PROVIDED DATA –

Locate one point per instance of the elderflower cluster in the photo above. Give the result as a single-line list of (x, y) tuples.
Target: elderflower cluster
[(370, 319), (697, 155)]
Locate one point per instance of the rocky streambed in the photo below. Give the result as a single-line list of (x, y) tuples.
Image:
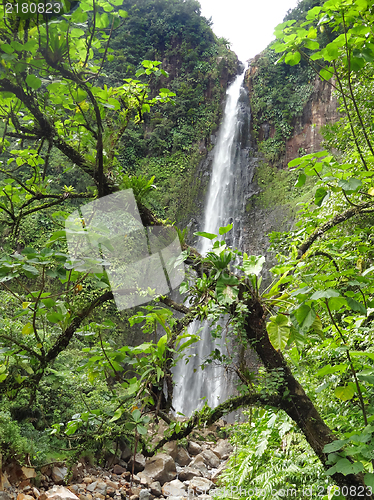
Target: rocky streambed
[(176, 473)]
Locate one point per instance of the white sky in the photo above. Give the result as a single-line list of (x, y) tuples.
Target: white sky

--

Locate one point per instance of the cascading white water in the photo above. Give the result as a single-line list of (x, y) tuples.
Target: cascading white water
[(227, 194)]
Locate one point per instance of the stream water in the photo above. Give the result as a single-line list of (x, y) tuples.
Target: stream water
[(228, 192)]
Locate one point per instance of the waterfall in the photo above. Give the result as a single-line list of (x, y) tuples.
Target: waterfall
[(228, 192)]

* * *

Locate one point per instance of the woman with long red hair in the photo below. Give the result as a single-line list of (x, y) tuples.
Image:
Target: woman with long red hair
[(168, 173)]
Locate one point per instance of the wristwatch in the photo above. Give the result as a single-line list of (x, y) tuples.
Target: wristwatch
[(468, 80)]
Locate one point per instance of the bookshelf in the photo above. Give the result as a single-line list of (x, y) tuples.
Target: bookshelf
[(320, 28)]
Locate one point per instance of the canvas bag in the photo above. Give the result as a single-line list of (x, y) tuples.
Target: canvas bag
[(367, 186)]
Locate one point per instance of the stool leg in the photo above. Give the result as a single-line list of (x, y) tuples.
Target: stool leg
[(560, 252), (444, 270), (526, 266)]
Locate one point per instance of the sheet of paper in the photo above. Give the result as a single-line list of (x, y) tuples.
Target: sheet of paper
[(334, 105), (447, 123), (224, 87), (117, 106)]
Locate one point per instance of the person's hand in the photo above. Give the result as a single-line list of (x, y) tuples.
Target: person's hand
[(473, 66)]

OBJECTIVE – Reproduce the records word for word, from the line that contains "Locate one point per instance of the elderflower" through the line that contains "Target: white sky", including both of those lines. Leave the pictures out of your copy.

TASK ANSWER –
Locate one point per instance of the elderflower cluster in the photo above. Give the result as a single-line list of (x, y) tuples.
Target: elderflower cluster
[(370, 319), (697, 155)]
Locate one point per instance of the rocky streambed in the photo below. Give the result as a single-line list of (x, y) tuples.
Image:
Target: rocky streambed
[(176, 473)]
Locate one point per instance of the white sky in the photo above. Give the result as a single-line list of (x, y) tuples.
Target: white sky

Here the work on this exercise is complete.